> _ACTIONS TO TAKE_:
- 1) Reproduce the notebook code between "return wordcloud" and "img_str = base64.b64encode(buffer.getvalue()).decode()", inclusive, switching "buffer" to "stream".
- 2) What file path does the notebook code load its dataset from?

> _ARTICLE_:
In [24]:
from dash import Dash, dcc, Output, Input, html  # pip install dash
import dash_bootstrap_components as dbc    # pip install dash-bootstrap-components
import plotly.express as px
import pandas as pd                        # pip install pandas
import webbrowser
from threading import Timer
from wordcloud import WordCloud #pip install WordCloud
import matplotlib.pyplot as plt
import base64
from io import BytesIO

In [25]:
# Load the dataset
file_path = 'data/cleaned_global_youtube_statistics.csv'
df = pd.read_csv(file_path)



In [26]:
def generate_wordcloud(data):
    wordcloud = WordCloud(width=800, height=400, background_color='white').generate(data)
    return wordcloud
def wordcloud_to_base64(wordcloud):
    buffer = BytesIO()
    wordcloud.to_image().save(buffer, format="PNG")
    img_str = base64.b64encode(buffer.getvalue()).decode()

> _DATA LISTING_:

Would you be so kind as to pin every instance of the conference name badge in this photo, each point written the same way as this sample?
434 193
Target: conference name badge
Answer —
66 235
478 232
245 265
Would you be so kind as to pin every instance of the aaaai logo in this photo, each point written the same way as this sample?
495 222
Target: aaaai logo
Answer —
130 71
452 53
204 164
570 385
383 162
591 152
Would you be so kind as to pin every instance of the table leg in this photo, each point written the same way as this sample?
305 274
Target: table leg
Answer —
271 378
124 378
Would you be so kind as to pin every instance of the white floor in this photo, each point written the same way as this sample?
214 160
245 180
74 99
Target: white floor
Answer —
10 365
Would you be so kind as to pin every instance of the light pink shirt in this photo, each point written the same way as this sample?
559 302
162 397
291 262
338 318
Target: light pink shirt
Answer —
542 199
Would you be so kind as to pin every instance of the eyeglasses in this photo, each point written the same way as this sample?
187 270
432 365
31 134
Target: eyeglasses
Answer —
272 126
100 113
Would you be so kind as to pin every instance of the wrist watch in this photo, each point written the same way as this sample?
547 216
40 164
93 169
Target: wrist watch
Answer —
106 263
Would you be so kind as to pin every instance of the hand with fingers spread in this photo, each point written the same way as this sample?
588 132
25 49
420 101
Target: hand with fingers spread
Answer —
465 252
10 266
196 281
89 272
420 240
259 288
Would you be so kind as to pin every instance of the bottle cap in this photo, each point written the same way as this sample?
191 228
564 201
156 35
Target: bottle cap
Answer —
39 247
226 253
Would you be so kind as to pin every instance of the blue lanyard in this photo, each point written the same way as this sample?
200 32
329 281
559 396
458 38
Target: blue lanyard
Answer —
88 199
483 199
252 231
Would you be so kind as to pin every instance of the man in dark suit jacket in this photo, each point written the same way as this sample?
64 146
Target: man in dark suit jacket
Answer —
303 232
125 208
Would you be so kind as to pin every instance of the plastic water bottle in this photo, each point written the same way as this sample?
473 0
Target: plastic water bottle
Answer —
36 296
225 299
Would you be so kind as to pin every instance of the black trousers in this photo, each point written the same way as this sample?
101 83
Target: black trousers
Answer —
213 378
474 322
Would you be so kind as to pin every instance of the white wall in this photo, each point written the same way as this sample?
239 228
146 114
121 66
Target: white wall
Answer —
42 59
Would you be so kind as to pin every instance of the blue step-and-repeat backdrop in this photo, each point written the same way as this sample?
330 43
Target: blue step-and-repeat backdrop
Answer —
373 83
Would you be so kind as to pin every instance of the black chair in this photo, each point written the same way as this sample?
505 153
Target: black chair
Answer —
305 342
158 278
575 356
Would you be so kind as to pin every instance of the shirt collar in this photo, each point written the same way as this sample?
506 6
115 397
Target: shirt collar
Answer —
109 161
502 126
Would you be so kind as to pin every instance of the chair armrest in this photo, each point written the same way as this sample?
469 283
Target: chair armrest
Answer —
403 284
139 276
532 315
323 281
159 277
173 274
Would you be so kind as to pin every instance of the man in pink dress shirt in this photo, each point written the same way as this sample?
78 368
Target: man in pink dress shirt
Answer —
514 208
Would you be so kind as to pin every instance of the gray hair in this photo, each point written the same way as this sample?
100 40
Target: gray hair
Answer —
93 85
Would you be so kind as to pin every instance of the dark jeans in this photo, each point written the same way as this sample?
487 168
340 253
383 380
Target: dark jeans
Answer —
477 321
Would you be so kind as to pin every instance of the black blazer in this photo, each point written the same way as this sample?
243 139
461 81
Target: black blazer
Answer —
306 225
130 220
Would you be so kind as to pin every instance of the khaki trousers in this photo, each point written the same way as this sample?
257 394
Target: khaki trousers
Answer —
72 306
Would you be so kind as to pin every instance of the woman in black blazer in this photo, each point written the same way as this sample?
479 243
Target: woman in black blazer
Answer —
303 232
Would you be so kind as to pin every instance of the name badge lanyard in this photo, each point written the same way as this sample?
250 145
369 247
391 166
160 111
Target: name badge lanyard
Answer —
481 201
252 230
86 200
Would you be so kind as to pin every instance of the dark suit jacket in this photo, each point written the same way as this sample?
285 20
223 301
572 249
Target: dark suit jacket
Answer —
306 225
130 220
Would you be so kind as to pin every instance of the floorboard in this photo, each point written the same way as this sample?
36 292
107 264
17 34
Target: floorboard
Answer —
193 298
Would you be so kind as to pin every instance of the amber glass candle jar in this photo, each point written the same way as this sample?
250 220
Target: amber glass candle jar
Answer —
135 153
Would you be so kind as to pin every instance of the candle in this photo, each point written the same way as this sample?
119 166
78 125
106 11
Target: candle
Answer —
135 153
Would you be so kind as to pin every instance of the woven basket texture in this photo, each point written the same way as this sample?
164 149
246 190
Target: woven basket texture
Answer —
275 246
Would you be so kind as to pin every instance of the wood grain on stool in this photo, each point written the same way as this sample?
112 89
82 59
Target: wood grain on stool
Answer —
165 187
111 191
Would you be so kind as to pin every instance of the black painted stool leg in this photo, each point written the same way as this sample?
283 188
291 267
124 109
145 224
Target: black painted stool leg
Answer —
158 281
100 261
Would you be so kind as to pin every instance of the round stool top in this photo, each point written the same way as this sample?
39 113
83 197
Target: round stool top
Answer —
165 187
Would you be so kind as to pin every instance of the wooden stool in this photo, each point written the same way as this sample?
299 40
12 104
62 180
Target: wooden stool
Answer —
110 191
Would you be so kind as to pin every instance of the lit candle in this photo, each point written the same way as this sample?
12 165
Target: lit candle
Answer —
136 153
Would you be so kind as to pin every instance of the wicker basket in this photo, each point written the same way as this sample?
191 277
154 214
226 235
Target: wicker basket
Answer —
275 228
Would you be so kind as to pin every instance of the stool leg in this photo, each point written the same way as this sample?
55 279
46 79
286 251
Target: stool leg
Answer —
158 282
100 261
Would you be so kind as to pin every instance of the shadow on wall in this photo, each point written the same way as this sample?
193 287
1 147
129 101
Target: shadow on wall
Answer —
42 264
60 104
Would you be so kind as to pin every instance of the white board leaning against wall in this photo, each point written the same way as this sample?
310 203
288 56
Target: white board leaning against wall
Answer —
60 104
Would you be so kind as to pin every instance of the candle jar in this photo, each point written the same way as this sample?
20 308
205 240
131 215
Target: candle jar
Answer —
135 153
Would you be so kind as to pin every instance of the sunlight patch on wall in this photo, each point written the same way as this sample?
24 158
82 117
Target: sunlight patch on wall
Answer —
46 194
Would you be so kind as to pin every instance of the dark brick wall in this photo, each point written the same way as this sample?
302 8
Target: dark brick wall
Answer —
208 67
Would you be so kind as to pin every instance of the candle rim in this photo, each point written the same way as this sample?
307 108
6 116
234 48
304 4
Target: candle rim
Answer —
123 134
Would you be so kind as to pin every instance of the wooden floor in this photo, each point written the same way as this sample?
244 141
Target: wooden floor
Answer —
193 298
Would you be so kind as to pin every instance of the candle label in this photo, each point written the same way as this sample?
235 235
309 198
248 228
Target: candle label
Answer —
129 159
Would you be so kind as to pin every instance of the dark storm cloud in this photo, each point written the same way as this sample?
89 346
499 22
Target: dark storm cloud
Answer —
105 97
---
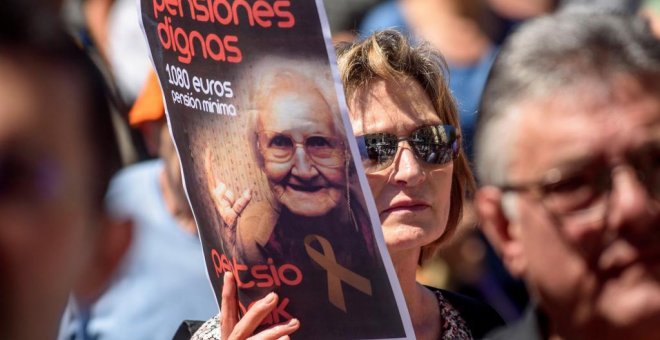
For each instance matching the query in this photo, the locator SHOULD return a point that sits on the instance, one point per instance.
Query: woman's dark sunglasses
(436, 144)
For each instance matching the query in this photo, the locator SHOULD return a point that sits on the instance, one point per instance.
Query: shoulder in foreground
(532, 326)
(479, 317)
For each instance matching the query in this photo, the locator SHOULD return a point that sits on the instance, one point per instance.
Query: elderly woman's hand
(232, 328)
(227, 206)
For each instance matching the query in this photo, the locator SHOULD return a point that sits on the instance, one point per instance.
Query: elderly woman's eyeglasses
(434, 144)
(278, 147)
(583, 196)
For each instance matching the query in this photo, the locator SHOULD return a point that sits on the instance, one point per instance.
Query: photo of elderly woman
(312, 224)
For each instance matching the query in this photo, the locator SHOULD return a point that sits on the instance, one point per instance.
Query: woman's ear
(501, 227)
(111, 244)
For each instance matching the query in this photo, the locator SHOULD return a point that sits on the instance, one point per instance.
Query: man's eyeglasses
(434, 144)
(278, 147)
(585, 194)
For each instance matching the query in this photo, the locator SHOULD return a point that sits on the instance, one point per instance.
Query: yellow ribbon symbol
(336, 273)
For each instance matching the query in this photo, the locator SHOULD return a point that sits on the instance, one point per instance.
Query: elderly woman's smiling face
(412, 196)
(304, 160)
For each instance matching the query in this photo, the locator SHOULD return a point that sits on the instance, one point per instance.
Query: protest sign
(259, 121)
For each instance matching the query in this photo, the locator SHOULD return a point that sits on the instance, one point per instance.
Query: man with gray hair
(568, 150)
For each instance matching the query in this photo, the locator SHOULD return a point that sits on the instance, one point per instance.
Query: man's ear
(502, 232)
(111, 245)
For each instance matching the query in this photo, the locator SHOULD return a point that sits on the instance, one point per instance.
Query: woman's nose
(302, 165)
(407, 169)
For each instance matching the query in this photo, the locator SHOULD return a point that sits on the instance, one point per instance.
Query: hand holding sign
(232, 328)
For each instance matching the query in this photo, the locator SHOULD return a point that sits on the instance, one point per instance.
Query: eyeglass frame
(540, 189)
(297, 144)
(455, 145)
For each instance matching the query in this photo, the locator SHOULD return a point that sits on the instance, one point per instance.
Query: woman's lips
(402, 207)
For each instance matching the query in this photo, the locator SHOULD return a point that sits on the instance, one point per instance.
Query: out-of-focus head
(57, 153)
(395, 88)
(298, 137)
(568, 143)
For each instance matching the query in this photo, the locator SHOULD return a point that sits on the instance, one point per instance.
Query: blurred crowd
---
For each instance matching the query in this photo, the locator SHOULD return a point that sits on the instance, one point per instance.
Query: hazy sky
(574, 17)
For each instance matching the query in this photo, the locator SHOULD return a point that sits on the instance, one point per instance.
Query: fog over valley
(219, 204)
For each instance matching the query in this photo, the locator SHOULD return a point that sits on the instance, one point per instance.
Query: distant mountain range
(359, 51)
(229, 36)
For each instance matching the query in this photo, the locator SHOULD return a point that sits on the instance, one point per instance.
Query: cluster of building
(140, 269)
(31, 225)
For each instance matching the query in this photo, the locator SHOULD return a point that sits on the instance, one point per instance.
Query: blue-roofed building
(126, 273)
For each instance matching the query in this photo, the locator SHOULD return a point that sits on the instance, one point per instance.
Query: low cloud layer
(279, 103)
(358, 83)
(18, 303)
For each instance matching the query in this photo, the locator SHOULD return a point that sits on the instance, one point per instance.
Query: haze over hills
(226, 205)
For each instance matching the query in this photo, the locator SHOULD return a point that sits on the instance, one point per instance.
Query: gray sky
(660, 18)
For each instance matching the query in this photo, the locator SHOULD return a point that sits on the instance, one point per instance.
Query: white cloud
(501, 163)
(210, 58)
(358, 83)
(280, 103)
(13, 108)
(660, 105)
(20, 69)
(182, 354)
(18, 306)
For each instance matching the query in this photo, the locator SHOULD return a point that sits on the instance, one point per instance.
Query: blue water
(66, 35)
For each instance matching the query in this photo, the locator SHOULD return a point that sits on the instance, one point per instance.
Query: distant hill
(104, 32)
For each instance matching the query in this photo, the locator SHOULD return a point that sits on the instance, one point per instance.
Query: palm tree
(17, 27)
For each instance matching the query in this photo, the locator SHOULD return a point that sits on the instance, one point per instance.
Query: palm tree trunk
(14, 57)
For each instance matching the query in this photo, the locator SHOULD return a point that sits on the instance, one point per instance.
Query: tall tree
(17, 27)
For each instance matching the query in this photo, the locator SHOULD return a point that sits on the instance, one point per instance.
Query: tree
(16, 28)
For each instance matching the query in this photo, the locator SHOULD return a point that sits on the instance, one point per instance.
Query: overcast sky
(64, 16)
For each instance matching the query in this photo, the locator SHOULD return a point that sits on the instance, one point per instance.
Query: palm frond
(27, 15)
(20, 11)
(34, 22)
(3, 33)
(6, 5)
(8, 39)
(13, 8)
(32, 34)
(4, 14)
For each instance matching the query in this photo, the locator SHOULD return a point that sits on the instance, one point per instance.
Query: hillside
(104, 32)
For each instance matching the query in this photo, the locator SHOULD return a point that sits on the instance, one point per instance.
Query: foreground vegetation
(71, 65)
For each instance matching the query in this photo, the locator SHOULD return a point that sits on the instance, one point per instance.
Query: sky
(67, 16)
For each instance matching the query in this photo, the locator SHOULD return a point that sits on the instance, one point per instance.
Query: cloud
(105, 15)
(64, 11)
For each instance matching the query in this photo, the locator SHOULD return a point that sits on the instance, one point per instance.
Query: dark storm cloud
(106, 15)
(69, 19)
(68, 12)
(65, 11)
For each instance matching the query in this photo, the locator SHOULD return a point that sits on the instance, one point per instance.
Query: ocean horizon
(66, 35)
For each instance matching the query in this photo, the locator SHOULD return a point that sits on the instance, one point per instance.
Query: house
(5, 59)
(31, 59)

> _ANSWERS FOR THIS EXERCISE_:
- 1)
return wordcloud
def wordcloud_to_base64(wordcloud):
    stream = BytesIO()
    wordcloud.to_image().save(stream, format="PNG")
    img_str = base64.b64encode(stream.getvalue()).decode()

- 2) data/cleaned_global_youtube_statistics.csv